⟨

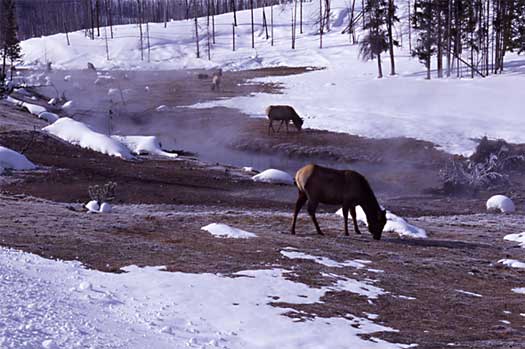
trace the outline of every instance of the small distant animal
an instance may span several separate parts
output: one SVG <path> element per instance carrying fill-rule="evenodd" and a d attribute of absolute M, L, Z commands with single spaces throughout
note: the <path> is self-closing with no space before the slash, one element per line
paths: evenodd
<path fill-rule="evenodd" d="M 355 207 L 359 205 L 366 214 L 368 230 L 372 237 L 376 240 L 381 239 L 386 224 L 386 211 L 379 206 L 370 184 L 363 175 L 352 170 L 336 170 L 310 164 L 297 171 L 295 185 L 299 189 L 299 197 L 293 213 L 292 234 L 295 234 L 297 215 L 308 201 L 308 214 L 319 235 L 324 235 L 315 218 L 319 203 L 343 207 L 345 235 L 348 235 L 348 211 L 354 221 L 356 234 L 361 234 L 355 211 Z"/>
<path fill-rule="evenodd" d="M 303 119 L 297 114 L 295 109 L 289 105 L 270 105 L 266 108 L 266 115 L 268 116 L 268 119 L 270 119 L 270 123 L 268 124 L 268 134 L 270 134 L 270 129 L 275 132 L 275 129 L 273 128 L 274 121 L 281 121 L 277 132 L 279 132 L 283 124 L 285 124 L 286 133 L 288 133 L 288 124 L 290 121 L 292 121 L 297 131 L 301 131 L 303 127 Z"/>
<path fill-rule="evenodd" d="M 219 91 L 221 89 L 221 80 L 222 80 L 222 69 L 213 73 L 211 76 L 211 90 Z"/>

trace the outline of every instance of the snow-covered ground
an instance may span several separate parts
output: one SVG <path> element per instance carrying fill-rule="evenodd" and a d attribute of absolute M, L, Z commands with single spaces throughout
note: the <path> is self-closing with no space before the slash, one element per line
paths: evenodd
<path fill-rule="evenodd" d="M 384 291 L 326 274 L 332 286 L 312 288 L 286 270 L 218 274 L 168 273 L 129 266 L 125 273 L 85 269 L 0 248 L 2 348 L 403 348 L 359 334 L 393 329 L 366 318 L 296 321 L 273 307 L 321 302 L 327 292 L 375 299 Z M 359 326 L 355 326 L 359 324 Z M 352 326 L 354 325 L 354 326 Z"/>
<path fill-rule="evenodd" d="M 269 16 L 266 8 L 266 16 Z M 291 104 L 305 117 L 304 127 L 349 132 L 368 137 L 409 136 L 432 141 L 443 149 L 467 154 L 475 147 L 473 138 L 488 136 L 525 143 L 522 120 L 522 74 L 525 60 L 509 54 L 507 70 L 500 76 L 482 79 L 425 80 L 424 68 L 410 57 L 407 36 L 397 49 L 397 74 L 377 79 L 376 62 L 363 62 L 358 47 L 350 45 L 341 30 L 348 23 L 348 4 L 332 2 L 331 32 L 319 36 L 315 18 L 316 3 L 304 4 L 304 34 L 299 34 L 296 49 L 291 47 L 290 5 L 274 6 L 274 42 L 266 40 L 262 29 L 262 9 L 254 11 L 255 49 L 251 48 L 250 12 L 237 13 L 236 51 L 231 48 L 232 14 L 216 16 L 211 60 L 206 53 L 206 18 L 199 19 L 201 58 L 195 55 L 193 21 L 172 21 L 150 25 L 151 54 L 141 60 L 139 28 L 136 25 L 114 27 L 109 41 L 110 60 L 106 60 L 103 37 L 92 41 L 82 31 L 70 33 L 71 46 L 64 34 L 34 38 L 22 43 L 24 59 L 33 64 L 46 60 L 53 67 L 86 69 L 92 62 L 102 69 L 252 69 L 271 66 L 316 66 L 325 70 L 308 74 L 260 79 L 284 84 L 284 94 L 256 94 L 202 103 L 195 107 L 222 105 L 241 109 L 252 116 L 264 116 L 269 104 Z M 400 13 L 406 12 L 403 6 Z M 397 33 L 404 30 L 396 28 Z M 414 38 L 413 38 L 414 39 Z M 415 39 L 414 39 L 415 40 Z M 386 57 L 385 57 L 386 58 Z M 468 75 L 468 74 L 465 74 Z M 228 74 L 224 76 L 227 83 Z"/>

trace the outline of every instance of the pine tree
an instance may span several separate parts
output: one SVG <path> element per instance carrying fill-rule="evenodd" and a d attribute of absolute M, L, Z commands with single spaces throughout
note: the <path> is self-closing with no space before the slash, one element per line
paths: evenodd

⟩

WHAT THE TASK ASKS: Rewrite the listing with every occurrence of "trace the outline" swapped for "draw the contour" and everything else left unchanged. Leave out the pictures.

WRITTEN ANSWER:
draw the contour of every instance of the small distant animal
an instance may span several separate parts
output: one SVG <path> element per instance carrying fill-rule="evenodd" and a d attribute of absolute M, L, Z commands with single spaces throughout
note: the <path> is self-closing with no space before the slash, one element per line
paths: evenodd
<path fill-rule="evenodd" d="M 355 207 L 359 205 L 366 214 L 368 230 L 372 237 L 376 240 L 381 239 L 386 224 L 386 211 L 379 206 L 370 184 L 363 175 L 352 170 L 336 170 L 310 164 L 297 171 L 295 185 L 299 189 L 299 197 L 293 213 L 292 234 L 295 234 L 297 215 L 308 201 L 308 214 L 319 235 L 324 235 L 315 218 L 319 203 L 343 207 L 345 235 L 348 235 L 348 211 L 354 221 L 356 234 L 361 234 L 355 211 Z"/>
<path fill-rule="evenodd" d="M 303 119 L 297 114 L 295 109 L 289 105 L 270 105 L 266 108 L 266 115 L 268 116 L 268 119 L 270 119 L 270 123 L 268 124 L 268 134 L 270 134 L 270 129 L 275 132 L 275 129 L 273 128 L 274 121 L 281 121 L 277 132 L 279 132 L 283 124 L 285 124 L 286 133 L 288 133 L 288 124 L 290 121 L 292 121 L 297 131 L 301 131 L 303 127 Z"/>
<path fill-rule="evenodd" d="M 219 91 L 221 89 L 221 80 L 222 80 L 222 69 L 213 73 L 211 76 L 211 90 Z"/>

draw the contour of every instance of the snow-covered ground
an instance may span several separate parts
output: one SVG <path> element per instance carrying fill-rule="evenodd" and a d attribute of absolute M, L, Z commands with single spaces throughout
note: the <path> is self-closing with no space before the slash, one element per line
paths: evenodd
<path fill-rule="evenodd" d="M 384 291 L 326 274 L 332 286 L 312 288 L 286 270 L 218 274 L 168 273 L 129 266 L 125 273 L 85 269 L 0 248 L 2 348 L 403 348 L 359 334 L 393 329 L 366 318 L 296 321 L 273 307 L 321 302 L 327 292 L 375 299 Z M 359 326 L 355 326 L 359 324 Z M 352 326 L 354 325 L 354 326 Z"/>
<path fill-rule="evenodd" d="M 269 16 L 266 8 L 266 16 Z M 291 104 L 305 117 L 304 127 L 349 132 L 368 137 L 409 136 L 432 141 L 443 149 L 467 154 L 475 147 L 473 138 L 488 136 L 525 143 L 522 120 L 522 74 L 525 60 L 509 54 L 507 70 L 500 76 L 482 79 L 425 80 L 424 68 L 410 57 L 407 36 L 397 49 L 397 74 L 377 79 L 376 62 L 363 62 L 358 47 L 350 45 L 341 30 L 348 23 L 348 4 L 332 2 L 331 32 L 319 36 L 315 18 L 316 3 L 304 4 L 304 34 L 299 34 L 296 49 L 291 47 L 290 5 L 274 6 L 274 42 L 266 40 L 262 29 L 262 9 L 254 11 L 255 49 L 251 48 L 250 12 L 237 13 L 236 51 L 231 48 L 232 14 L 216 16 L 211 60 L 206 53 L 206 18 L 199 19 L 201 58 L 195 55 L 193 21 L 172 21 L 150 25 L 151 54 L 141 60 L 139 28 L 136 25 L 114 27 L 109 41 L 110 60 L 106 60 L 103 37 L 92 41 L 82 31 L 70 33 L 71 46 L 64 34 L 34 38 L 22 43 L 24 59 L 33 64 L 46 60 L 53 67 L 86 69 L 92 62 L 102 69 L 252 69 L 271 66 L 316 66 L 325 70 L 308 74 L 260 79 L 284 84 L 284 94 L 256 94 L 202 103 L 195 107 L 222 105 L 241 109 L 252 116 L 264 116 L 269 104 Z M 400 13 L 406 12 L 403 6 Z M 397 33 L 404 30 L 396 28 Z M 414 38 L 413 38 L 414 39 Z M 415 39 L 414 39 L 415 40 Z M 386 57 L 385 57 L 386 58 Z M 468 75 L 468 74 L 465 74 Z M 228 74 L 224 76 L 227 83 Z"/>

draw the contour of every instance of the pine tree
an instance may span several separate parts
output: one SVG <path> element per instance carrying fill-rule="evenodd" and a d attribute of absolute M, L, Z commands with single spaces throughout
note: the <path> is self-closing with no space before the slash, one element per line
paths: evenodd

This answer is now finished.